**EXERCISE PROMPT:** Each of the lines below must be restated exactly.

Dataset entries

◇ ◇ ◇ ◇ ◇

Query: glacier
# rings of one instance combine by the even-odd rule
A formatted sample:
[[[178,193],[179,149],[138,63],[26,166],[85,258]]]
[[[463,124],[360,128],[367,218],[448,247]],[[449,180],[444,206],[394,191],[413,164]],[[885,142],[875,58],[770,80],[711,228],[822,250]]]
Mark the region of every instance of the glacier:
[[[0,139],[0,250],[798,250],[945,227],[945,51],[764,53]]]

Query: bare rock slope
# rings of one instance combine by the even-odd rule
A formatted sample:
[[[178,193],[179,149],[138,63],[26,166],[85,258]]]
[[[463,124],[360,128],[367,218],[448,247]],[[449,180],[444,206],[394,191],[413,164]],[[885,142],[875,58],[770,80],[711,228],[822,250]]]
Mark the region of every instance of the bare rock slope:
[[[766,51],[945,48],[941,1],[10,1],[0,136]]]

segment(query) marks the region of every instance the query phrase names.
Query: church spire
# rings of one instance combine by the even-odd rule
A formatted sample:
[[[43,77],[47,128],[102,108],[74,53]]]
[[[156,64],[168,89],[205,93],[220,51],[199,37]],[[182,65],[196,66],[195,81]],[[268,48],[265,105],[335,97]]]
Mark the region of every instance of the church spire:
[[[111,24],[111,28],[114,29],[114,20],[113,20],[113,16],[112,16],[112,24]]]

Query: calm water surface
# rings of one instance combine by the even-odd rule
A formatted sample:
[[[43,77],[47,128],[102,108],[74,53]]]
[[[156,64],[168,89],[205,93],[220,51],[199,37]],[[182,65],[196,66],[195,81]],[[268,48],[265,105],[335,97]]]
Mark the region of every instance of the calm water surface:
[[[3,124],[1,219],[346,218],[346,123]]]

◇ ◇ ◇ ◇ ◇

**OUTPUT OF THE EXERCISE:**
Query: glacier
# rings of one instance combine by the even-odd rule
A formatted sample:
[[[178,193],[179,149],[138,63],[26,166],[85,258]]]
[[[463,124],[360,128],[367,218],[448,247]],[[449,180],[444,206],[394,191],[413,164]],[[885,142],[875,58],[770,80],[711,228],[822,250]]]
Mark the region of every instance of the glacier:
[[[0,139],[0,250],[798,250],[945,227],[945,51],[764,53]]]

Query: bare rock slope
# rings of one instance combine by the even-odd rule
A formatted sample:
[[[178,193],[179,149],[138,63],[26,166],[85,258]]]
[[[463,124],[360,128],[367,218],[448,247]],[[449,180],[444,206],[394,191],[413,164]],[[885,142],[875,58],[770,80],[711,228],[822,250]]]
Mark the region of every instance of the bare rock slope:
[[[766,51],[945,48],[941,1],[10,1],[0,136]]]

segment(query) marks the region of every instance the query phrase names.
Query: church spire
# rings of one instance combine by the even-odd rule
A formatted sample:
[[[43,77],[47,128],[102,108],[74,53]]]
[[[156,64],[168,89],[205,93],[220,51],[199,37]],[[182,65],[196,66],[195,81]],[[268,48],[265,105],[335,97]]]
Mark the region of every instance of the church spire:
[[[111,24],[111,28],[114,29],[114,20],[113,20],[113,16],[112,16],[112,24]]]

Query: calm water surface
# rings of one instance combine by the even-odd rule
A formatted sample:
[[[43,77],[47,128],[102,108],[74,53]]]
[[[156,64],[168,89],[205,93],[220,51],[199,37]],[[182,65],[196,66],[195,81]],[[268,48],[265,105],[335,97]]]
Mark the region of every instance of the calm water surface:
[[[3,124],[1,219],[346,218],[346,123]]]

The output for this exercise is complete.